Exercise requirements
Quote word for word the entries starting with the line that contains "railing shown in the photo above." and going on through the last line of the entries.

Data for the task
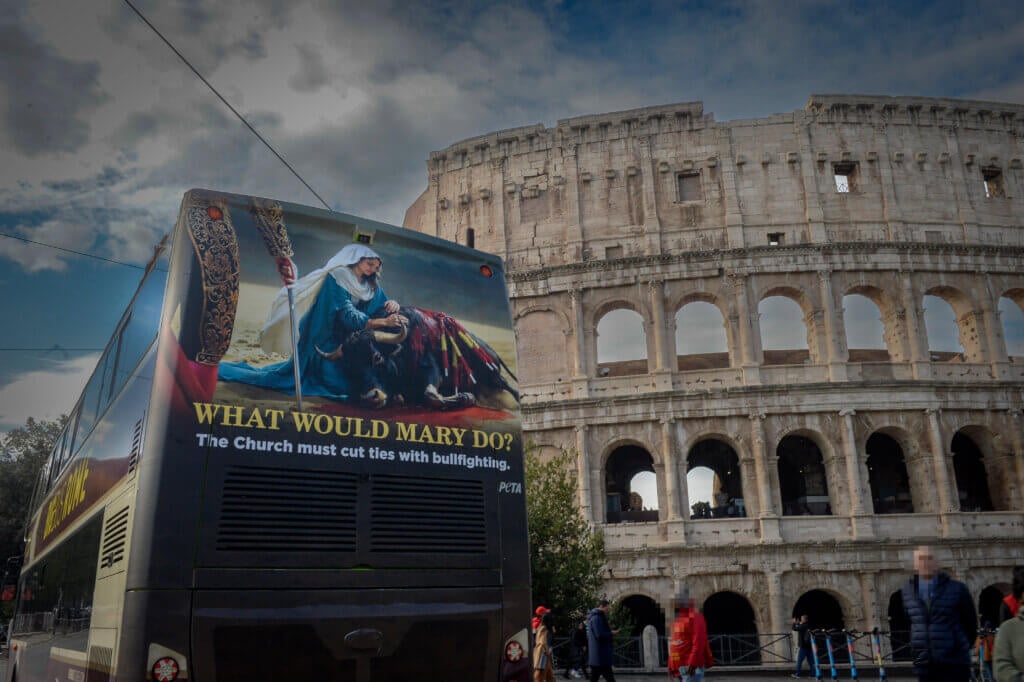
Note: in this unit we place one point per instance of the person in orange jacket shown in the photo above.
(689, 651)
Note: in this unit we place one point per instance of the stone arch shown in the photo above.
(974, 479)
(1011, 308)
(803, 474)
(823, 608)
(889, 479)
(624, 350)
(893, 328)
(968, 327)
(716, 454)
(620, 465)
(645, 611)
(713, 350)
(548, 330)
(792, 354)
(732, 629)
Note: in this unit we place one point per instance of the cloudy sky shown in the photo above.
(102, 128)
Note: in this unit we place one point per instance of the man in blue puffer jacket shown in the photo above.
(943, 622)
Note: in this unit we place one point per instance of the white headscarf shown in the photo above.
(275, 335)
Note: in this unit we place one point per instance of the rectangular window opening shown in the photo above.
(994, 187)
(688, 186)
(845, 175)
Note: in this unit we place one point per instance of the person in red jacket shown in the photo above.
(689, 651)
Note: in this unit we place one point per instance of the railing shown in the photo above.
(752, 650)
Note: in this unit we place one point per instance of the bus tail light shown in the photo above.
(166, 665)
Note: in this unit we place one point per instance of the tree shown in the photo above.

Final result
Note: in this unit we place one point per instance of the railing shown in the photo above.
(752, 650)
Note: in this unit we place one point per instance of the bus tail light shown in the photo above.
(166, 665)
Note: in this unit we place one point per instance of the tree shown in the photo above.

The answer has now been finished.